** BEGIN Source passage **
Re: (OPE-L) Re: tendencies for equalization

From: Ian Wright (iwright@GMAIL.COM)
Date: Tue Oct 19 2004 - 00:45:29 EDT


Hi Jerry

I'm happy to talk about the income distribution in China, but I bowed
out of this thread because I did not think you were engaging with what
I had written. You had been arguing against a straw man largely of
your own invention:

Jerry:
> On the contrary, we would expect -- given existing inequalities --
> that if there were such a tendency than it would manifest itself
> empirically in a long-term _decline_ in wage disparities rather than
> relative stability in wage disparities.

But I do not expect that, and did not state that. In fact I gave a
maximum entropy explanation as to why we should expect wage
disparities to be invariant in a market economy, one that avoids the
fallacy of description, in which re-descriptions of kinds of empirical
events is offered as a theoretical explanation. Recall that I proposed
(tentatively) that a tendency to equalise  manifests as a narrower
dispersion that would otherwise be the case (counterfactual, and
therefore difficult to operationalise), and via the unimodality of the
lower-end of the income distribution, all 90-95% of it. There is
nothing here about a long-term trend to narrow the wage dispersion, or
stability of wage disparities. In fact, the wage dispersion will wax
and wane. I introduced the analogy of a swarm or flock: wages are
moving together, although sometimes they may move apart or closer.
** END Source passage **
** BEGIN Data excerpt **
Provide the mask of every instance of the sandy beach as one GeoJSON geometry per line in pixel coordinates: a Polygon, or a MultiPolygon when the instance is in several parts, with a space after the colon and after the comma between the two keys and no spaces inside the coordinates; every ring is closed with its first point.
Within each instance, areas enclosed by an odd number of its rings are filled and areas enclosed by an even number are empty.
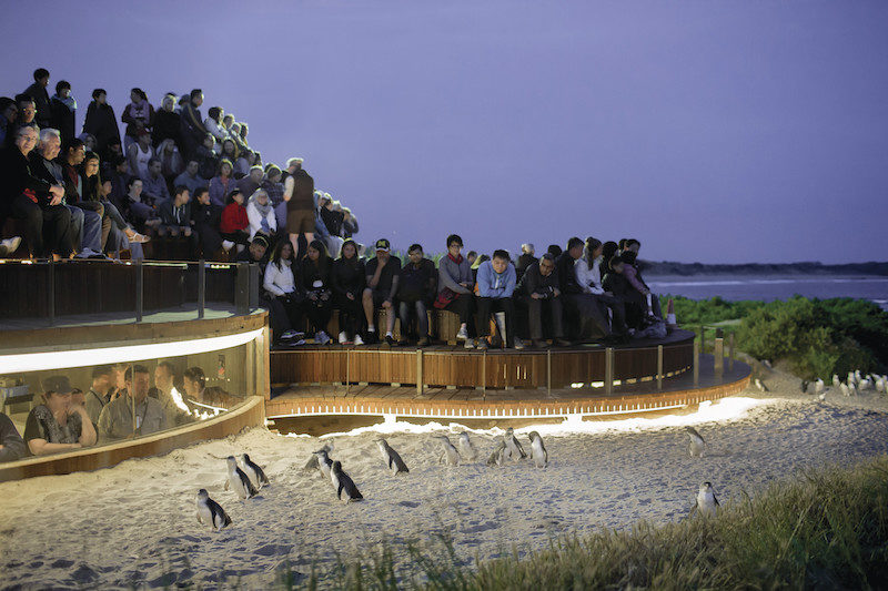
** END Data excerpt **
To do:
**A)** List each piece of information in the header lines of the mailing-list message on wage equalization, which come before the greeting.
**B)** Summarize the mailing-list message on wage equalization in two sentences.
**C)** Extend the mailing-list message on wage equalization, beginning directly after its final sentence.
The material has no connection to the mailing-list message on wage equalization.

Responses for each task:
**A)**
- Subject: Re: (OPE-L) Re: tendencies for equalization
- Sender: Ian Wright
- Email address: iwright@GMAIL.COM
- Date and time: Tue Oct 19 2004 - 00:45:29 EDT

**B)** Ian Wright tells Jerry that he left the thread because Jerry argued against a position Wright never stated: that a tendency to equalize would show up as a long-term decline in wage disparities. Wright recalls that he gave a maximum entropy explanation of why wage disparities should be invariant in a market economy, and that he proposed equalization appears as a narrower dispersion than would otherwise occur and as unimodality in the lower 90–95% of the income distribution, comparing wages to a swarm or flock that moves together while sometimes drifting apart or closer.

**C)**
> > I mentioned in a previous post that the exponential distribution is a
> > reasonable fit for 90-95% for the income of all groups in
> > industrialised countries over a period of several decades.
>
> One has to then ask whether:
>
> a) given the time period, do the statistics reflect some phenomena
> for a _conjuncture_ rather than for capitalism as such?  In
> other words, how do we know that this statistical relation is
> valid across capitalist history rather than an empirical
> characteristic associated with a Neo-Liberalism (or whatever
> other term you want to use to describe the last several decades)?

Yes it could be. But there are studies of data from 19th and 20th
centuries that give the usual functional forms, particularly so for
the top-end, the Pareto law of wealth.

>
> b) given the fact that the distribution is claimed to represent a
> reasonable fit for industrialized nations (which means that the
> data only refer to a sub-set of the capitalist economy), doesn't
> one have to examine what is happening in the rest of the
> capitalist social formations in the world to determine whether
> there is a different  statistical distribution when one examines the
> issue globally?

Yes we should. But recall that I have been talking about the income
distribution within a single labour market, i.e. a nation-state.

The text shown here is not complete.